▶ **TASK DETAILS**
Retype the material below word for word, starting at the line containing "the handrail, each" and continuing up to and including the line containing "(1241, 843)".

▶ **DATA FOR THE TASK**
* * * * * * * * *
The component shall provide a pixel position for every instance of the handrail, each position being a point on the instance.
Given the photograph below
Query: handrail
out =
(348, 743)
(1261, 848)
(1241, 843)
* * * * * * * * *
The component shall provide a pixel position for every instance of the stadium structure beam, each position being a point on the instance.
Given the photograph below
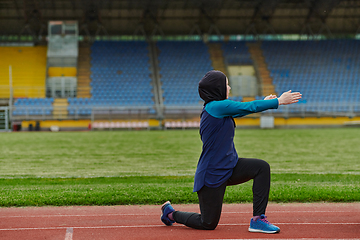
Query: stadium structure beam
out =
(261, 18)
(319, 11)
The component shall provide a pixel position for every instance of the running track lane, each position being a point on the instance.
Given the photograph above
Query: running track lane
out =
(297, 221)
* * * * * * * * *
▶ **THE RESPONSE**
The component shall provide a pixel position for every instance of the handrail, each position being a point on the instance.
Given the photograph below
Query: handrail
out =
(348, 743)
(1261, 848)
(1241, 843)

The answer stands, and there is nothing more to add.